The War That Ended Peace: The Road to 1914
Introduction: War or Peace?
    There have been as many plagues as wars in history; yet always wars and plagues take people equally by surprise.
    —Albert Camus, The Plague
    Nothing that ever happened, nothing that was ever even willed, planned or envisaged, could seem irrelevant. War is not an accident: it is an outcome.
    One cannot look back too far to ask, of what?
    —Elizabeth Bowen, Bowen’s Court
    Louvain was a dull place, said a guidebook in 1910, but when the time came it made a spectacular fire. None of its inhabitants could have expected such a fate for their beautiful and civilised little town. Prosperous and peaceful over many centuries, it was known for its collection of wonderful churches, ancient houses, a superb Gothic town hall and a famous university which had been founded in 1425. The university library, in the distinguished old Cloth Hall, held some 200,000 books including many great works of theology and classics as well as a rich collection of manuscripts which ranged from a little collection of songs written down by a monk in the ninth century to illuminated manuscripts over which the monks had toiled for years. In late August 1914, however, as the smell of smoke filled the air, the flames that destroyed Louvain could be seen from miles away. Much of the town, including its great library, went while its desperate inhabitants, in scenes that would become all too familiar to thetwentieth-century world, struggled out into the countryside carrying what belongings they could.

Provided data
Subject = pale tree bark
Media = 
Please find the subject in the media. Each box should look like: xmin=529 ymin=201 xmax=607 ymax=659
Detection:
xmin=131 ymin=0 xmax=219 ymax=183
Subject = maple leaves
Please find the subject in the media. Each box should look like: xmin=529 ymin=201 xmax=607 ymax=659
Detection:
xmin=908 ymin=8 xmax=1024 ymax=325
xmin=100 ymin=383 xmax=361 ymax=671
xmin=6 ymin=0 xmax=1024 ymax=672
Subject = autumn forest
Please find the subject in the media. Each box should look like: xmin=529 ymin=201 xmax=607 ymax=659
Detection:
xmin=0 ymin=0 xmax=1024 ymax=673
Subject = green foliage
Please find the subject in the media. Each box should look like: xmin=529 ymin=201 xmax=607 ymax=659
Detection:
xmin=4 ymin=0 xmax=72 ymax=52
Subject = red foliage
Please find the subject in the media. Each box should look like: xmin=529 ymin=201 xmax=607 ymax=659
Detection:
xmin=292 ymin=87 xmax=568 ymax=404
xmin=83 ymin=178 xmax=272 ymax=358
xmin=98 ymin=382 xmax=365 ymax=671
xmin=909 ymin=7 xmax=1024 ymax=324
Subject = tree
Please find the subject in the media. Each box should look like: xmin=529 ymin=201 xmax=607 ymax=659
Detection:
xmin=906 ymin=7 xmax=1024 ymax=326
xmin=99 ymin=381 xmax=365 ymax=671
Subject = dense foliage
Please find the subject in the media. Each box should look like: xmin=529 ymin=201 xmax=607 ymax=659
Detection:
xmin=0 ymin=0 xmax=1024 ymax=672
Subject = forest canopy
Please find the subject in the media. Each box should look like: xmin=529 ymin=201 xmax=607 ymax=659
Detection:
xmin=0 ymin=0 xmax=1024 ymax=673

Parts of the exercise
A – List everything the introduction on the road to 1914 says Louvain was known for.
B – Extend the introduction on the road to 1914 past its last sentence, keeping its narrative style.

Responses to the exercise
A –
- a collection of wonderful churches
- ancient houses
- a superb Gothic town hall
- a famous university founded in 1425

B –
    Like much of Belgium, Louvain had the misfortune to be on the route of the German invasion of France in the Great War that broke out in the summer of 1914 and which was to last until 11 November 1918. The German war plans called for a two-front war with a holding action against Russia, the enemy in the east, and a rapid invasion and defeat of France in the west. Belgium, a neutral country, was meant to acquiesce quietly as German troops marched through on their way southwards. As with so much of what later happened in the Great War, those assumptions turned out to be very wrong. The Belgian government decided to resist, which immediately threw the German plans out, and the British, after some hesitation, entered the war against Germany. By the time the German troops arrived in Louvain on 19 August they were already resentful at what they saw as an unreasonable Belgian resistance and they were nervous about being attacked by Belgian and British troops as well as by ordinary civilians who might decide to take up arms.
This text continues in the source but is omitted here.